* _AIM OF THE TASK_: Reproduce word for word the data below, from the line containing "Exercise. For every instance of the seated" down to and including the line containing "[(90, 222)]".

Dataset excerpt:
• • • • • • •

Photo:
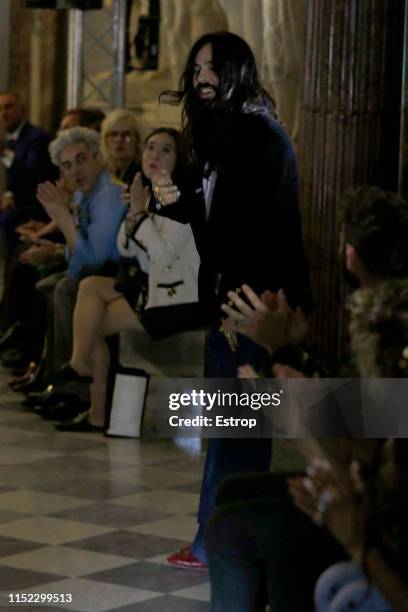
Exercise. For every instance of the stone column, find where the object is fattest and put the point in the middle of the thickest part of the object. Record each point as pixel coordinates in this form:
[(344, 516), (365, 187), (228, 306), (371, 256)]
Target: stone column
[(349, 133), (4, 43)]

• • • • • • •

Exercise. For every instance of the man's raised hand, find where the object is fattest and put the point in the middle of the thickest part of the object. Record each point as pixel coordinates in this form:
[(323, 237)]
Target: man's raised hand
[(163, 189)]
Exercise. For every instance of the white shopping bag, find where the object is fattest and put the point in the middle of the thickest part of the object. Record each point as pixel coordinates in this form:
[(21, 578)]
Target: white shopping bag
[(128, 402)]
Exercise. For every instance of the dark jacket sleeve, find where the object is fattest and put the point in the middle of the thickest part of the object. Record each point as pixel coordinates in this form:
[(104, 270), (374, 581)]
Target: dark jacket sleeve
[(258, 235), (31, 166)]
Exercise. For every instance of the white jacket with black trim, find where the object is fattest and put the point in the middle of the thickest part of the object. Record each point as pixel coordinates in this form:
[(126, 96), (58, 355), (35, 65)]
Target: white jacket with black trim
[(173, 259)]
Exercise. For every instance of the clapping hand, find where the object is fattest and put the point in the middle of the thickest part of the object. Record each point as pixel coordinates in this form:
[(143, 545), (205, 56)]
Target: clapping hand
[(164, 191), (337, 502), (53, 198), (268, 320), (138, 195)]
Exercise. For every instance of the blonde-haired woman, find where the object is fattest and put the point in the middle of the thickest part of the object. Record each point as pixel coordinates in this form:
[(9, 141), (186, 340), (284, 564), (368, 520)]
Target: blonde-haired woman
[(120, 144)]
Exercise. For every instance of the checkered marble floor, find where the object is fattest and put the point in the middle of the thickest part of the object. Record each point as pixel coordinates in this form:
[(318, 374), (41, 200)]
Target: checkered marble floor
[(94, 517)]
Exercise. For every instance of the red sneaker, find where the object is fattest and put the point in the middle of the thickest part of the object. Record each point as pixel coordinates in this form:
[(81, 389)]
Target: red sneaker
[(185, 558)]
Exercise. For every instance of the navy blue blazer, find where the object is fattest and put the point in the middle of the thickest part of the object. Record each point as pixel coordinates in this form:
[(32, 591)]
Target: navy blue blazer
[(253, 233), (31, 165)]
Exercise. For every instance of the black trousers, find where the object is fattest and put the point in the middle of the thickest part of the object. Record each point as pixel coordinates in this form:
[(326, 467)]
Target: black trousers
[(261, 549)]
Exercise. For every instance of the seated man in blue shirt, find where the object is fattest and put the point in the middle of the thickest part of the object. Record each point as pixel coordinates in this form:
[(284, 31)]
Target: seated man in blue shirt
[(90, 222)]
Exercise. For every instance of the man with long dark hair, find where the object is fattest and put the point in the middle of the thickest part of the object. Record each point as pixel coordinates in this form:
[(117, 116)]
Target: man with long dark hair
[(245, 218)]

• • • • • • •

* _RESPONSE TO THE TASK_:
Exercise. For every instance of the seated man in blue shirt, find where the object is fattest and put the point in the middle of the thickest part of the object. Record each point as pixel coordinates in this form:
[(284, 31)]
Target: seated man in blue shirt
[(90, 222)]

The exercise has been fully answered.